*EXTRACT PROVIDED:*
▬▬▬▬▬▬

MathGroup Archive 2010

[Date Index] [Thread Index] [Author Index]

Search the Archive

Re: Combining data from indexed lists efficiently

  • To: mathgroup at smc.vnet.net
  • Subject: [mg106218] Re: [mg106182] Combining data from indexed lists efficiently
  • From: DrMajorBob <btreat1 at austin.rr.com>
  • Date: Tue, 5 Jan 2010 01:46:51 -0500 (EST)
  • References: <201001041059.FAA21250@smc.vnet.net>
  • Reply-to: drmajorbob at yahoo.com

I think your output implies you had five initial lists, but you only  
listed 3.

Still... if I understand you correctly, here's a solution:

Clear[teach]
SetAttributes[teach, HoldFirst]
teach[f_Symbol, list_List] :=
  Module[{x},
   First@Last@
     Reap[(x = First@#; Head@f@x === f && (Sow@x; f[x] = Last@#)) & /@
       list]
   ]

list1 = {{"A", 1}, {"B", 2}, {"C", 3}, {"D", 4}};
list2 = {{"A", 5}, {"B", 6}, {"D", 7}, {"E", 8}};
list3 = {{"A", 9}, {"B", 10}, {"C", 11}};
lists = {list1, list2, list3};
functions = {f1, f2, f3};
Scan[Clear, functions]
indices = Intersection @@ teach @@@ Transpose@{functions, lists};
Transpose@Outer[Compose, functions, indices];
{#, Through[functions@#]} & /@ indices

{{"A", {1, 5, 9}}, {"B", {2, 6, 10}}}

Now f1, f2, and f3 are functions that retrieve values from the lists.

There are other ways... but this method MAY be faster on large lists.

(And maybe not.)

Bobby

On Mon, 04 Jan 2010 04:59:52 -0600, Steve W. Brewer <steve at take5.org>  
wrote:

> I have several lists of the format:
>
>     { {index1, value}, {index2, value}, ... {indexN, value} }
>
> For example:
>
>     list1 = { {"A", 1}, {"B",  2}, {"C",  3}, {"D", 4} }
>     list2 = { {"A", 5}, {"B",  6}, {"D",  7}, {"E", 8} }
>     list3 = { {"A", 9}, {"B", 10}, {"C", 11} }
>
> The indexes are not necessarily strings; they may be any expression.  (In
> the specific case I'm addressing now, each index is a list representing a
> date/time in the format returned by DateList[].)  The lists are not
> necessarily the same length.  Also, while most of the indexes appear in  
> all
> lists, there are some holes (missing data).

▬▬▬▬▬▬

*RAW DATA:*

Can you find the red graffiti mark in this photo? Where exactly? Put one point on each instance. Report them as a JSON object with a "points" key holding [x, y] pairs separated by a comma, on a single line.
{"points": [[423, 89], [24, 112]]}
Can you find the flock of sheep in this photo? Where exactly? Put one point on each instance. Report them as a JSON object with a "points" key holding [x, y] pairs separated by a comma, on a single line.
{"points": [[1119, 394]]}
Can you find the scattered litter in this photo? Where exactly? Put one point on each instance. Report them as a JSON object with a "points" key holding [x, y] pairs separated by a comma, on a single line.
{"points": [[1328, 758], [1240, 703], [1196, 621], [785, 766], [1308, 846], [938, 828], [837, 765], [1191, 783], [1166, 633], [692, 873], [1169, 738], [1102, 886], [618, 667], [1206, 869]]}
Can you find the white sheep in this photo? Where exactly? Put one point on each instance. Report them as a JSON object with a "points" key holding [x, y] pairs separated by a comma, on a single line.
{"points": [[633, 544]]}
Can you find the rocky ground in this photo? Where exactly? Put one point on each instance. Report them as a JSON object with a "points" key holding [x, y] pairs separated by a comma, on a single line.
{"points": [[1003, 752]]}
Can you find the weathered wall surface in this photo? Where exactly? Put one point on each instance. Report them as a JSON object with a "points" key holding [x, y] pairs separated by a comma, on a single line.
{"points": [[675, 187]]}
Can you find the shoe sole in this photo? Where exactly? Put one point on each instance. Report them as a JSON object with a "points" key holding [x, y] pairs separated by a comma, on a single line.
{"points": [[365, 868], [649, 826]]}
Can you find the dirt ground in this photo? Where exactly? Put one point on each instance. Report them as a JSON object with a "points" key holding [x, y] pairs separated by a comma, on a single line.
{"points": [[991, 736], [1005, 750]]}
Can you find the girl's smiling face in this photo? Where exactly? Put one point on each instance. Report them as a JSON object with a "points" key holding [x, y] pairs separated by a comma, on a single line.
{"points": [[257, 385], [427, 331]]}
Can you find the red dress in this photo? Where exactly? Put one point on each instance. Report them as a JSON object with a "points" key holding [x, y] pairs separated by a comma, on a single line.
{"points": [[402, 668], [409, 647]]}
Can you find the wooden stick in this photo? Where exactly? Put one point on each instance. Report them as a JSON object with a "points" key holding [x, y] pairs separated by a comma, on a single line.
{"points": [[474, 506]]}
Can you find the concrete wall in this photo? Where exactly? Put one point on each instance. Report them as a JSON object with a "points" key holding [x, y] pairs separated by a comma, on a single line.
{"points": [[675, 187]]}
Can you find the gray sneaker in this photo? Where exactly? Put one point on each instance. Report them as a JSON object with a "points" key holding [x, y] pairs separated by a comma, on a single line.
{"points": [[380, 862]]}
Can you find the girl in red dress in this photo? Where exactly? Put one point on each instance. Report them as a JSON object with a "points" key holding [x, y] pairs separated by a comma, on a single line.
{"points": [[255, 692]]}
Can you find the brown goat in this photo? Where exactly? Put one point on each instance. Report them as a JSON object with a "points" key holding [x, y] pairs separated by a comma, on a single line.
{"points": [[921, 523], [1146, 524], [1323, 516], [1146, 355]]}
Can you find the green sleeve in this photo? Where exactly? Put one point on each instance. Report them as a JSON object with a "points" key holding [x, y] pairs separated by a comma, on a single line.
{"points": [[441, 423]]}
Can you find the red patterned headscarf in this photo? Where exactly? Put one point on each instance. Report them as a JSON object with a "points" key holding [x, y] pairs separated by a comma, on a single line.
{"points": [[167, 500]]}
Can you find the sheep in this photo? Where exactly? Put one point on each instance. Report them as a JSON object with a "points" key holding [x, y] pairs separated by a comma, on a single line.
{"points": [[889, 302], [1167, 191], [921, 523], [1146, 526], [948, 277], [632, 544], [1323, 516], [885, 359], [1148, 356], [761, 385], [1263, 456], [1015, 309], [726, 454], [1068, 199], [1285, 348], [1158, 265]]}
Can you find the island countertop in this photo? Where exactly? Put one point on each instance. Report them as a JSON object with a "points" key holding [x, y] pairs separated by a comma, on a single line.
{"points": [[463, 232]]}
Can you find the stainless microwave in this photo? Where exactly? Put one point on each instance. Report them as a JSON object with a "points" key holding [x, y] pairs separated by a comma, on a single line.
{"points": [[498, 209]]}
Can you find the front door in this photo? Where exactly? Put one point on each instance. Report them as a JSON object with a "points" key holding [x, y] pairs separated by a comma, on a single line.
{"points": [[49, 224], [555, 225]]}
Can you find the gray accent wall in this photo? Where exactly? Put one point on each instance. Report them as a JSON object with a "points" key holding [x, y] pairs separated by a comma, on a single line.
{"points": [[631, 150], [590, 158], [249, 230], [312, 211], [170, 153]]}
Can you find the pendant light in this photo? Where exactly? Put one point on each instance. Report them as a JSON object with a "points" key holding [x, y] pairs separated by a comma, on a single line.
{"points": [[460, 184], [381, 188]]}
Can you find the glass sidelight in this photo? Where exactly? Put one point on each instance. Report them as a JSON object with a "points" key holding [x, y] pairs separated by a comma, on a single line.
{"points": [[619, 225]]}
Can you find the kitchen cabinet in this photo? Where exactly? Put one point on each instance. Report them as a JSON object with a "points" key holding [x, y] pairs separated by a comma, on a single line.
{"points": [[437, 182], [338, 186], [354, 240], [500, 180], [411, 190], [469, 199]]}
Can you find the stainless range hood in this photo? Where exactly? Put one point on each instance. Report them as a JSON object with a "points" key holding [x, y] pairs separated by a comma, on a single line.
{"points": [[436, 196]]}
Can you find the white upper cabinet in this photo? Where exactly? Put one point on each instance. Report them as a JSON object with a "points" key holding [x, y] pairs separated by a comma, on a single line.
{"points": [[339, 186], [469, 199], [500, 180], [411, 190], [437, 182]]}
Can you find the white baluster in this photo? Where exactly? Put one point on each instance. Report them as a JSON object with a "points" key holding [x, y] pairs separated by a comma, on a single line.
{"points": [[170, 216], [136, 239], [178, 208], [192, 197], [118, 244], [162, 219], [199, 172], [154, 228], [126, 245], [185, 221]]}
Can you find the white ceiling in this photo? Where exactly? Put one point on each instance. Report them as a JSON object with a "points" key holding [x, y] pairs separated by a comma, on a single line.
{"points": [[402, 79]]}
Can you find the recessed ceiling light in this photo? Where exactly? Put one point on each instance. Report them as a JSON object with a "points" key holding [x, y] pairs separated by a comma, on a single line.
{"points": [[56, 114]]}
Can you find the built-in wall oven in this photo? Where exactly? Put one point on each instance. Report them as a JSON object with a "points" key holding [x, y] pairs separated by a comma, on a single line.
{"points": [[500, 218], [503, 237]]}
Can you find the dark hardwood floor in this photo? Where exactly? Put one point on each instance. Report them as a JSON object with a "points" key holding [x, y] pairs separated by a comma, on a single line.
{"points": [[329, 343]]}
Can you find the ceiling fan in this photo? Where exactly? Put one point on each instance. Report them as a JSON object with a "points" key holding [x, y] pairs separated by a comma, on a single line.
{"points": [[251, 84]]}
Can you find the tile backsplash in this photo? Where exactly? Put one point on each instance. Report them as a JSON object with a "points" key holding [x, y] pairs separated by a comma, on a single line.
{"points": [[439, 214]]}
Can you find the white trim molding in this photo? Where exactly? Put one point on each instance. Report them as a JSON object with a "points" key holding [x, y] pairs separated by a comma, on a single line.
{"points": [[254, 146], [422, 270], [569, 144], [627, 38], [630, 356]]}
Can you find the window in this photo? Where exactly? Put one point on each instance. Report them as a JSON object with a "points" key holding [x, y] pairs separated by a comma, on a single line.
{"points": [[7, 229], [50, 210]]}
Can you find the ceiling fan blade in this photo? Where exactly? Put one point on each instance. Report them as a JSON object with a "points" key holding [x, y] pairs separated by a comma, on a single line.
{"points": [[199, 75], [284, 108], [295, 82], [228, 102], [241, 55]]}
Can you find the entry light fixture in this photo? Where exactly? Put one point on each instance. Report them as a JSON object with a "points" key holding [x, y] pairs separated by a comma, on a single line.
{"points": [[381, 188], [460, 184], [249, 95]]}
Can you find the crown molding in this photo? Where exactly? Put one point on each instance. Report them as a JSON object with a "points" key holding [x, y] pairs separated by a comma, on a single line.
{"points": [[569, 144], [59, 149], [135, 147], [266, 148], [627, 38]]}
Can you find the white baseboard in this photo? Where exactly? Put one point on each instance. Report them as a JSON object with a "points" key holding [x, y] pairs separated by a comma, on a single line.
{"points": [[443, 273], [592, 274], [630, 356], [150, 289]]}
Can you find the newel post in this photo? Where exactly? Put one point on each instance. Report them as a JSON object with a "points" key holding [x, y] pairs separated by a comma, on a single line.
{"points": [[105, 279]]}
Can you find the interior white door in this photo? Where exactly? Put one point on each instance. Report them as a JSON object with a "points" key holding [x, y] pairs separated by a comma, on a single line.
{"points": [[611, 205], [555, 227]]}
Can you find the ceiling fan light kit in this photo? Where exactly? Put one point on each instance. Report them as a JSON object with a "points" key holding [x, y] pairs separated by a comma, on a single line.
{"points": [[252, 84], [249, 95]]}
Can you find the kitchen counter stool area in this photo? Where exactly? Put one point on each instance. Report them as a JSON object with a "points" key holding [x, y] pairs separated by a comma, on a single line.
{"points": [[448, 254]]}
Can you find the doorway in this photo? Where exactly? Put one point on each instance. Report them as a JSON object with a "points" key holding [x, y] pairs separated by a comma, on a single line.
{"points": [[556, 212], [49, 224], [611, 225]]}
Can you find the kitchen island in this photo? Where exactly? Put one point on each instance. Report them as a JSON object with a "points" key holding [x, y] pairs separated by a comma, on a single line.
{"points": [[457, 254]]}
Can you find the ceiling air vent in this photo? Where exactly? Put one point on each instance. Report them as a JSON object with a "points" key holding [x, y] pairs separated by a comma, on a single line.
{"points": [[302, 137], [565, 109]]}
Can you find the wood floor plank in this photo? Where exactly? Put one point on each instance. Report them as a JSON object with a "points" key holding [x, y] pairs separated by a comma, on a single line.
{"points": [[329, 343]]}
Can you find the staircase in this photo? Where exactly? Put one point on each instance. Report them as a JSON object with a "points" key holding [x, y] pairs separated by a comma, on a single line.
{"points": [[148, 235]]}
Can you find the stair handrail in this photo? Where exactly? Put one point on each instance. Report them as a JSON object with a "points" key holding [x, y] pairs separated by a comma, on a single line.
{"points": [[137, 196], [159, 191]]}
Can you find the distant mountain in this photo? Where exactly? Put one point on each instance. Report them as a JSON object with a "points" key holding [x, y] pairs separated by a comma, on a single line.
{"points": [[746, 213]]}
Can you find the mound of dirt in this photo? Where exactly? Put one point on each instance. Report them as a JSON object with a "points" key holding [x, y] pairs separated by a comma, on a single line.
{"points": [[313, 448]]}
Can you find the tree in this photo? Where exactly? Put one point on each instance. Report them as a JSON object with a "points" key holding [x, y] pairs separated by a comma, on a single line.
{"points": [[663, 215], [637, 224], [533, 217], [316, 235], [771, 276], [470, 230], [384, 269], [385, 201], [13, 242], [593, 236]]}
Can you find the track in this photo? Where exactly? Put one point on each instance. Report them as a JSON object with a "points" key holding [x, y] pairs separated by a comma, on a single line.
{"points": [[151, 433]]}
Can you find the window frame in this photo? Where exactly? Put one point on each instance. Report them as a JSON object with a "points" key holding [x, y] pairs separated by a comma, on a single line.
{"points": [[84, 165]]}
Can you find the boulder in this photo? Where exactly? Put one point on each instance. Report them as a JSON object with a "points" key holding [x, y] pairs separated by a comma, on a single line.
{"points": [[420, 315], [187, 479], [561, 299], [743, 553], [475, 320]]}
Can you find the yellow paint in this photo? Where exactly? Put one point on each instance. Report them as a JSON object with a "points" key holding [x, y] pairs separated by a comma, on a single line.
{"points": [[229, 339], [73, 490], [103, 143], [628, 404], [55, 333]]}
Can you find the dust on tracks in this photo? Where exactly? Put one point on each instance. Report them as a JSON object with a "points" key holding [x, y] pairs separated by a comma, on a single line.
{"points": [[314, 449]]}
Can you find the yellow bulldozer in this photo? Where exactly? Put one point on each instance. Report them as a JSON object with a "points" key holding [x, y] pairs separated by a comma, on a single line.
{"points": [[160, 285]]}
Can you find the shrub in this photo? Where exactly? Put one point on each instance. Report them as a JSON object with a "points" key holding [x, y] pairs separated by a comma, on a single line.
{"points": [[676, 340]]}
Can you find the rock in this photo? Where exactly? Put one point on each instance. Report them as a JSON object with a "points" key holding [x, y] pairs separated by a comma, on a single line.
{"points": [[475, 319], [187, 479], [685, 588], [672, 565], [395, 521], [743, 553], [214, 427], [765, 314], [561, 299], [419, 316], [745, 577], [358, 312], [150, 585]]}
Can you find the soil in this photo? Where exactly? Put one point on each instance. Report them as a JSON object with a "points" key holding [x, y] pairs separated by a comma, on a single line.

▬▬▬▬▬▬

*THINGS TO DO:*
(a) In the MathGroup post, replace "lists" with "arrays" throughout the stretch from "Now f1, f2, and" through "(And maybe not.)".
(b) Pick up the MathGroup post after its final sentence and keep writing it.

*ANSWERS TO THE EXERCISES:*
(a)
Now f1, f2, and f3 are functions that retrieve values from the arrays.

There are other ways... but this method MAY be faster on large arrays.

(And maybe not.)

(b)
>
> I want to combine the lists into a single list of the format:
>
>     { { index1, {value1, value2, ... valueN} },
>       { index2, {value1, value2, ... valueN} },
>       ...
>       { indexN, {value1, value2, ... valueN} } }
>
> Only the data points with indexes appearing in all lists should be  
> included;
> the rest should be dropped.  Also, I want to include some derived values
> along with the original data values.
>
> Using the sample data above, let's say I want to include two derived  
> values
> from the functions:
>
>     f1[list1Data_, list2Data_] := list1Data + list2Data
>     f2[list2Data_, list3Data_] := list2Data + list3Data
>
> The result would be:
>
>     combinedList = { { "A", {1, 5,  9, 6, 14} },
>                      { "B", {2, 6, 10, 8, 16} } }
>
> I have a solution that works fine on "small" data sets. However, it's
> impractically slow on the "large" data sets I really need to run it on  
> (over
> 100k elements in each list).
>
> Here's what I'm doing now:
>
>
>     (* This part executes pretty quickly *)
>
>     indexesToUse =
>         Intersection[First /@ list1, First /@ list2, First /@ list3];
>
>     valueAtIndex[index_, list_] :=
>         Cases[list, {index, _}, 1, 1] // First // Last;
>
>     dataAtIndex[index_] := Block[
>         {v1, v2, v3, vf1, vf2},
>
>         v1 = valueAtIndex[index, list1];
>         v2 = valueAtIndex[index, list2];
>         v3 = valueAtIndex[index, list3];
>
>         vf1 = f1[v1, v2];
>         vf2 = f2[v2, v3];
>
>         {v1, v2, v3, vf1, vf2}
>     ];
>
>     (* This is where it bogs down *)
>
>     combinedList =
>         Function[{index}, {index, dataAtIndex[index]}] /@ indexesToUse;
>
>
> This is all inside an enclosing Module[] along with some other code, and  
> the
> actual code is a little more complex (e.g. more than three lists, more  
> than
> two derived-value functions).  The derived-value functions themselves are
> mostly simple algebra; I doubt they're the source of the bottleneck, and  
> in
> any case, I can't change them.  (I *can* change the way they're applied,
> though, if it makes a difference.)
>
> I *think* the bottleneck is probably in my repeated calls to Cases[] to  
> find
> particular data points, but that's just a guess.
>
> Is there a more efficient way of doing this that would speed things up
> significantly?
>
> Thanks!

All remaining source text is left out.